▸ Questions on the material
1. In the passage on Truman and workplace politics, what did Truman reputedly claim politics is?
2. Continue the passage on Truman and workplace politics from its last sentence.

======== Passage shown ========

When reflecting on his career, President Harry S Truman proudly described himself as a politician, reputedly claiming that politics "is the art of the possible." It should be added that throughout Truman's public service, his personal integrity was impeccable. Brandon and Seldman make two obvious but important points: Like it or not, politics are inevitable when two or more -- and especially when three or more -- people are involved, and, it is nonetheless possible to be (as was Truman) an effective politician without compromising one's integrity. In fact, as Jim O'Toole asserts in The Executive's Compass: Business and the Good Society as does David Maister in Practice What You Preach: What Managers Must Do to Create a High Achievement Culture, those whose lives are guided and informed by admirable values (e.g. honesty, loyalty, decency, trustworthiness) will achieve much greater success than will those whose lives aren't. Therefore, the "savvy" executive is one who combines high principles with street smarts. No news there.

======== The data ========

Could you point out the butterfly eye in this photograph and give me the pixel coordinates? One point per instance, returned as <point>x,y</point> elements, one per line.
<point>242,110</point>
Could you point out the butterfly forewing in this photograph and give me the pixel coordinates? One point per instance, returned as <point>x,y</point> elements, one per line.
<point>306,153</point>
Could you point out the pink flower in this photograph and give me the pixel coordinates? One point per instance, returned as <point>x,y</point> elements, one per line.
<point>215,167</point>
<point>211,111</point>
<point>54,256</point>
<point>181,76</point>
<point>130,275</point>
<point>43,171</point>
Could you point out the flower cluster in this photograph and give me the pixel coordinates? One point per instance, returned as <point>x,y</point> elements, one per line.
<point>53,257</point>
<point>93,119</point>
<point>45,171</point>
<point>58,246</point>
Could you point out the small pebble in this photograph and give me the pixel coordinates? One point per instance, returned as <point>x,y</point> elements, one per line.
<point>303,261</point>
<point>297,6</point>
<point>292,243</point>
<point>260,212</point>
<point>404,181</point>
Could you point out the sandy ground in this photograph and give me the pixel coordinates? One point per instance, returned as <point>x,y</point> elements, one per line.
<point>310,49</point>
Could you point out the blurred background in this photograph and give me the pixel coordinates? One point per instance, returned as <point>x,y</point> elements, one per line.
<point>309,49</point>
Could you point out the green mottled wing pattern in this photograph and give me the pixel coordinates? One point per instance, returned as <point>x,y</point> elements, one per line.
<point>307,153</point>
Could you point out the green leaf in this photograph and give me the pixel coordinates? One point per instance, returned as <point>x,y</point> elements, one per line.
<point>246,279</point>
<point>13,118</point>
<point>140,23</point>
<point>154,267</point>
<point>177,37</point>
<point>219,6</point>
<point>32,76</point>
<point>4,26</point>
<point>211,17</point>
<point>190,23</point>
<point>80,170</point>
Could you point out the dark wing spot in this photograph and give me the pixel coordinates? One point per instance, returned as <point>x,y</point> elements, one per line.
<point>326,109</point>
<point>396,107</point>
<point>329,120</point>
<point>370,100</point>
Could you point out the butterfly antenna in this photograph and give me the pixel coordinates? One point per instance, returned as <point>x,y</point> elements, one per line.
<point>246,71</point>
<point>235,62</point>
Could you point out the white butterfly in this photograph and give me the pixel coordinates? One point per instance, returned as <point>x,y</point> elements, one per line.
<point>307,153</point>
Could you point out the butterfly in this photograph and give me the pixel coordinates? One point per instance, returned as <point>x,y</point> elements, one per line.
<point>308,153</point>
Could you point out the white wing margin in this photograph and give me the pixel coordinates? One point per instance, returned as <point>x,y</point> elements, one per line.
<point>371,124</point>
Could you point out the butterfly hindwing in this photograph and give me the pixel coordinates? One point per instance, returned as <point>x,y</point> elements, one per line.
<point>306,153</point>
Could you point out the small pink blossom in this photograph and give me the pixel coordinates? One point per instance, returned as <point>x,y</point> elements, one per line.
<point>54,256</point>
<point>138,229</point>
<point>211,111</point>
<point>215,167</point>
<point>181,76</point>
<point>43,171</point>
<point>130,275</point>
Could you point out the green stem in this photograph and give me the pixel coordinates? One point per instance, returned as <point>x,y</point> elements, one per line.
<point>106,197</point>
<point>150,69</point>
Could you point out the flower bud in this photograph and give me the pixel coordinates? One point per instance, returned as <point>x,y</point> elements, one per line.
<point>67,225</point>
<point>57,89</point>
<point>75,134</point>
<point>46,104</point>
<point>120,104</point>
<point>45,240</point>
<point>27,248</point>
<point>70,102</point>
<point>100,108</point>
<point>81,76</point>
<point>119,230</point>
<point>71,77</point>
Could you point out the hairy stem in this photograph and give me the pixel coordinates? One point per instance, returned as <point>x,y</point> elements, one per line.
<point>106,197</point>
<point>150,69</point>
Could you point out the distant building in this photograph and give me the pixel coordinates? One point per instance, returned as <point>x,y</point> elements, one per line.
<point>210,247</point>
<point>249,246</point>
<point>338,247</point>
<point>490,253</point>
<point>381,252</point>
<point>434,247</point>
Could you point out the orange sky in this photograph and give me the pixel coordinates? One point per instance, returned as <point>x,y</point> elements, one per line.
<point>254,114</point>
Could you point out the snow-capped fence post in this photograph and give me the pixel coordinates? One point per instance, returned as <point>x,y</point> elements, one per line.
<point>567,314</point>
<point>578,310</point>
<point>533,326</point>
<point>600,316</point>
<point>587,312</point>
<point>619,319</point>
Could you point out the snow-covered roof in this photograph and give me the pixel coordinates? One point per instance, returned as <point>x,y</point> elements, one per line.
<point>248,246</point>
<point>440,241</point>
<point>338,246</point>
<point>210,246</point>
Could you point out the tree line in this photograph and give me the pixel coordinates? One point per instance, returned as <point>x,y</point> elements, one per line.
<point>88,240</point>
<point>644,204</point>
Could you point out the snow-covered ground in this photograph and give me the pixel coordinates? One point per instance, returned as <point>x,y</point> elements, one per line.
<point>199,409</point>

========
======== The data ========

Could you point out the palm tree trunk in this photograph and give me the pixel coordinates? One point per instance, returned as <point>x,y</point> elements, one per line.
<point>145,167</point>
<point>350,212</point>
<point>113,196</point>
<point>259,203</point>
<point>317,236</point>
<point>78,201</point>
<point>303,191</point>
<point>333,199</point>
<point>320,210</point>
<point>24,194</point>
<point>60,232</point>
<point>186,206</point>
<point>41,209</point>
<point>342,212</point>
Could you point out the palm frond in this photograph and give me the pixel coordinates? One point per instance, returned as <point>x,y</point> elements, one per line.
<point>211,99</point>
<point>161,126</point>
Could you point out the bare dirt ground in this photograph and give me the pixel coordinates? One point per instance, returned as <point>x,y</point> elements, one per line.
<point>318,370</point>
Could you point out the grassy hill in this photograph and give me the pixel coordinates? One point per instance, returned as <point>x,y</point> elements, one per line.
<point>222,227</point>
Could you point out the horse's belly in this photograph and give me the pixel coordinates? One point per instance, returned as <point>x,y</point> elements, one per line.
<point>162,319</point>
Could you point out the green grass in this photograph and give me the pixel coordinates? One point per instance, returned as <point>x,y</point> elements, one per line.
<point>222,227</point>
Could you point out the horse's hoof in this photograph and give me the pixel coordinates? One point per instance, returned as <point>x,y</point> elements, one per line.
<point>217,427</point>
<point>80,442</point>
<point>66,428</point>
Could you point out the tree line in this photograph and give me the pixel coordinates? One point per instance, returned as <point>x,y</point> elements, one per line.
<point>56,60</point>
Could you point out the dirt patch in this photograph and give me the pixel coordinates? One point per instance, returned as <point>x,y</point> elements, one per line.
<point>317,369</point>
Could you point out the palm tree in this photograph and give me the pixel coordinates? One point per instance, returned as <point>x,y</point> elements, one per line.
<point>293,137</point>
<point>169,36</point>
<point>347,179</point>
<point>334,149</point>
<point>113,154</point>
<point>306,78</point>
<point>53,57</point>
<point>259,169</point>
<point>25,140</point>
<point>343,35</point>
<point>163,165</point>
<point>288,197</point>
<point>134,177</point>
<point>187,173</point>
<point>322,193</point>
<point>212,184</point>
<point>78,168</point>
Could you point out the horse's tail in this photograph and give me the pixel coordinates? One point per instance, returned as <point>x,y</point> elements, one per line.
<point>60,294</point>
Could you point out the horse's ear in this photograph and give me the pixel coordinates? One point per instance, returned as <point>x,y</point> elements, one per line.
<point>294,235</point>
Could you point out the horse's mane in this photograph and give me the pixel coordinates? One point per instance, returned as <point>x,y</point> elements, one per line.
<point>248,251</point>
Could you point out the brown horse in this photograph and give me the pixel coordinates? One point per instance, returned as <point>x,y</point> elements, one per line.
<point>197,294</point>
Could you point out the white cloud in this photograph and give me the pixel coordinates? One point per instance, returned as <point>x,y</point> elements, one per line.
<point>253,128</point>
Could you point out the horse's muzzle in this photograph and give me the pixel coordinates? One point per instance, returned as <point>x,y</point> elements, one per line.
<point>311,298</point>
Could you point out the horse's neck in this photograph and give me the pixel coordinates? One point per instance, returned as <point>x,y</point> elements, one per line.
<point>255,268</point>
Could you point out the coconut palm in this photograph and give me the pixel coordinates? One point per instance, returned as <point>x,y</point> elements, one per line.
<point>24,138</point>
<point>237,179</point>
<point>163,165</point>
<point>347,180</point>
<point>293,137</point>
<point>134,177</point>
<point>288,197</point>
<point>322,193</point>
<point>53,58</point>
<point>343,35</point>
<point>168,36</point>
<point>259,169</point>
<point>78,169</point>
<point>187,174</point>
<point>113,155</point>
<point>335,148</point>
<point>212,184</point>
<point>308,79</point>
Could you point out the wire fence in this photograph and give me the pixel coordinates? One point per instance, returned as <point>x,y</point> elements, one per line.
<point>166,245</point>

========
======== The data ========

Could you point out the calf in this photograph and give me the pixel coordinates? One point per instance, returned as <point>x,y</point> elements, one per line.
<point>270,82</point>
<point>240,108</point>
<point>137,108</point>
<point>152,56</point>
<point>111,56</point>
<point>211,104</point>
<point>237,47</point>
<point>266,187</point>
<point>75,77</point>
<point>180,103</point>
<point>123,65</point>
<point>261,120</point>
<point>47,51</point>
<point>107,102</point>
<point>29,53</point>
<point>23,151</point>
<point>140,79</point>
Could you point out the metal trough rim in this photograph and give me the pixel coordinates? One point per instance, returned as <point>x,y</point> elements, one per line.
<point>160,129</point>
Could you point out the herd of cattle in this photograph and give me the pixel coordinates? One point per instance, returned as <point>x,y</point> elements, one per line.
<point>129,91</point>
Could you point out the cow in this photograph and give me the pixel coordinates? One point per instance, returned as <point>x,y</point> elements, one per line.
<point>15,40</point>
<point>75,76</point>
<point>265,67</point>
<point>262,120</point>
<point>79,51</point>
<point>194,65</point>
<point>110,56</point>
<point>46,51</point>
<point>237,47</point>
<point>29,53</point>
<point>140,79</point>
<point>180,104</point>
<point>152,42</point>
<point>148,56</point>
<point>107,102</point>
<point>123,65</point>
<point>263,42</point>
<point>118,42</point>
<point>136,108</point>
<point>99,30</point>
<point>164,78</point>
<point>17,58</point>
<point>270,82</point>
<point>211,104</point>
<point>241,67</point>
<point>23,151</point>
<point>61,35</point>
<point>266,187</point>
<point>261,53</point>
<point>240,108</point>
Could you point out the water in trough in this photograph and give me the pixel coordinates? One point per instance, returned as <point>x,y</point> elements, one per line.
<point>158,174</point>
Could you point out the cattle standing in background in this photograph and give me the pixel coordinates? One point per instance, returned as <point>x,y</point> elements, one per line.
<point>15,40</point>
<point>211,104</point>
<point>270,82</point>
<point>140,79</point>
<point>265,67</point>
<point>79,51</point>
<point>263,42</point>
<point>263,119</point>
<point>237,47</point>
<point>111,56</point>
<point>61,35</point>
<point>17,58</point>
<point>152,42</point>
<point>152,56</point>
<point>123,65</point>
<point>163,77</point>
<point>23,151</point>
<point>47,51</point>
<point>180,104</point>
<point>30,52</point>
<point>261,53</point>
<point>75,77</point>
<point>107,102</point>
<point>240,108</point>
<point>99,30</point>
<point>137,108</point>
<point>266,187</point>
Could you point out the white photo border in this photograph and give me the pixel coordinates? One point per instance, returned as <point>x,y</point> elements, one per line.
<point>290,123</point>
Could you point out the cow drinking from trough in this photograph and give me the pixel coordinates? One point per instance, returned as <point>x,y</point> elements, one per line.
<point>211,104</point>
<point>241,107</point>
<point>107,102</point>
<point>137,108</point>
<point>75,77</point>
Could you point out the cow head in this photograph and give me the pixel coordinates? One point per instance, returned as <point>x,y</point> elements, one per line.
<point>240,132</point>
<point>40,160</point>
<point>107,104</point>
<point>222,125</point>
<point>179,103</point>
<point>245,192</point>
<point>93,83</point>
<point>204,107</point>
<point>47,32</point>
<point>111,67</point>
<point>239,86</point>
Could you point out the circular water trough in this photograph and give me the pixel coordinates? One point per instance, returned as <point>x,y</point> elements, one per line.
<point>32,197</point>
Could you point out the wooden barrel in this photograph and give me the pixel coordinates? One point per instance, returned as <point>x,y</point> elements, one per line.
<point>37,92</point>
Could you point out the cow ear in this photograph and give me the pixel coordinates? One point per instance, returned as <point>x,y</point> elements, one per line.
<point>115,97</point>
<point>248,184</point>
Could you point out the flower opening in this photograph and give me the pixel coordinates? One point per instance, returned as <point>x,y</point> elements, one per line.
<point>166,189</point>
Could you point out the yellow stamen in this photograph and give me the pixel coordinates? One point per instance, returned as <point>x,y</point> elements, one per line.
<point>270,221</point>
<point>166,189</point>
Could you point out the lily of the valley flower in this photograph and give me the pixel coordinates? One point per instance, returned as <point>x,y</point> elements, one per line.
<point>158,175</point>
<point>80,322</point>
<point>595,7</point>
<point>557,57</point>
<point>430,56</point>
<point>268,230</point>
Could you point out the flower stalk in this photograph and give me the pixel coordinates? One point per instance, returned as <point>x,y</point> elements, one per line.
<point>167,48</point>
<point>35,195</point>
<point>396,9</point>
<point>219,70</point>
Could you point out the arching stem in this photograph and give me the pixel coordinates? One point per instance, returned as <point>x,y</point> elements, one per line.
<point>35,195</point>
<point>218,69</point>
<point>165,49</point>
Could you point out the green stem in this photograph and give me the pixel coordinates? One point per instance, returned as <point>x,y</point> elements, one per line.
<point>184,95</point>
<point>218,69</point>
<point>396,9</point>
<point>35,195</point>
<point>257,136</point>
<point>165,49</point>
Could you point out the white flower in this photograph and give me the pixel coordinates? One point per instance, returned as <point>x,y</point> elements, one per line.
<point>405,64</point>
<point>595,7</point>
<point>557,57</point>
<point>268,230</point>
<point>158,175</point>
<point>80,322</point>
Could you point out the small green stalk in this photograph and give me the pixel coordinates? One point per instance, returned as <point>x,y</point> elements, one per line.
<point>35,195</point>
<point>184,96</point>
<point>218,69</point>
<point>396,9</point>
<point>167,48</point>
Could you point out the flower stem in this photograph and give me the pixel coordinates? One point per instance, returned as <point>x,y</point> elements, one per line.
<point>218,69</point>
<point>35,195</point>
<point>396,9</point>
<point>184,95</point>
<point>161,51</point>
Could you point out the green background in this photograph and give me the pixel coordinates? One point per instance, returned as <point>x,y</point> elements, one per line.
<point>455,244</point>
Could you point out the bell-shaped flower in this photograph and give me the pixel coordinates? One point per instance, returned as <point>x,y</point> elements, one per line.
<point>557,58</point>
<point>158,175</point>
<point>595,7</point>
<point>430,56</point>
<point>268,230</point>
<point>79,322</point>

========

▸ Activity answers
1. The art of the possible.

2.
What gives substantial value to this book is Brandon and Seldman's clever use of various devices with which their reader can conduct a self-audit. Long ago, after a substantial increase of tuition at Harvard, hostile parents confronted then president Derek Bok. His response: "If you think education is expensive, try ignorance." I thought of that comment as I examined the various self-diagnostic elements in this book. Two of the most damaging forms of ignorance are (a) not knowing what you need to know and (b) assuming what you think you know...but don't. To their credit, Brandon and Seldman make a rigorous effort to help their reader to reduce (if not eliminate) both forms of ignorance. Politicking, gossip, self-serving motives, back-stabbing, betrayals of confidence, etc. are harsh realities in almost any organization. Brandon and Seldman can help principled people to cope effectively with those realities. To me, that is this book's greatest benefit. Also, I strongly recommend that readers complete the comprehensive, self-scoring assessment tool and interpretative guide which Brandon and Seldman offer. How to obtain one? The authors explain on page 277.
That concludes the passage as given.